Among these records, which lines include "pier"? Copy them out.

(Source data)
• • • • •

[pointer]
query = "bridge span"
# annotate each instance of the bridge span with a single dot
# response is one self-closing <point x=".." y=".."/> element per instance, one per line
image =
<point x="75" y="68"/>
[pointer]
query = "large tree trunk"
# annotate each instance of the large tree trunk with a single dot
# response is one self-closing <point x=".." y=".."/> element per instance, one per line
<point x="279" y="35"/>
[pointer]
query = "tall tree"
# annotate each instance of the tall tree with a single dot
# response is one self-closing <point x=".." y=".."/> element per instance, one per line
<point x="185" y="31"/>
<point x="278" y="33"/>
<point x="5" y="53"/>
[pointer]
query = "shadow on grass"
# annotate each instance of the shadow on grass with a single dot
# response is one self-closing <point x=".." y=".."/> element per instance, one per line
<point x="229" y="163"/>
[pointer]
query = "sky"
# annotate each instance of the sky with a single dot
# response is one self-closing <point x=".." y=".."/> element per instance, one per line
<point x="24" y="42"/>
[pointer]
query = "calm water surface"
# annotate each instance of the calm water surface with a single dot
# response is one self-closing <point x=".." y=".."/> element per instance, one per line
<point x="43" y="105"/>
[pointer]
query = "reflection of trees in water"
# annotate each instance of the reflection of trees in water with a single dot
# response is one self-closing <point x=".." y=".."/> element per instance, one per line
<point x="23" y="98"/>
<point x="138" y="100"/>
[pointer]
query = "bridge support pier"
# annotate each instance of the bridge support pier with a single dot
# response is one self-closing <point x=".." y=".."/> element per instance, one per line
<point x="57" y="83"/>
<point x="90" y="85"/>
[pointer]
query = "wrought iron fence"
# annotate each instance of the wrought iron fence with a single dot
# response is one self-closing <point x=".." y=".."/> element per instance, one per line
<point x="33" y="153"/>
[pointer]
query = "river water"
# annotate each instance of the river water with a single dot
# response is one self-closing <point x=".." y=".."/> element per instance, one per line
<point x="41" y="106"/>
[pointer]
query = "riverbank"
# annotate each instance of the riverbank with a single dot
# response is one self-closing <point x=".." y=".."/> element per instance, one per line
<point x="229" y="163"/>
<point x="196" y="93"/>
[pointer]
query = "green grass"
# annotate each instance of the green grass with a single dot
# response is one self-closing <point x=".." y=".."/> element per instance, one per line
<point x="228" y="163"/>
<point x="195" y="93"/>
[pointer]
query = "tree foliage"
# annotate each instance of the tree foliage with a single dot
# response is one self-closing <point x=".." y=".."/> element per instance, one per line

• • • • •

REPLY TO THE EXERCISE:
query = "bridge support pier"
# annotate each instance of the bridge support pier with a single dot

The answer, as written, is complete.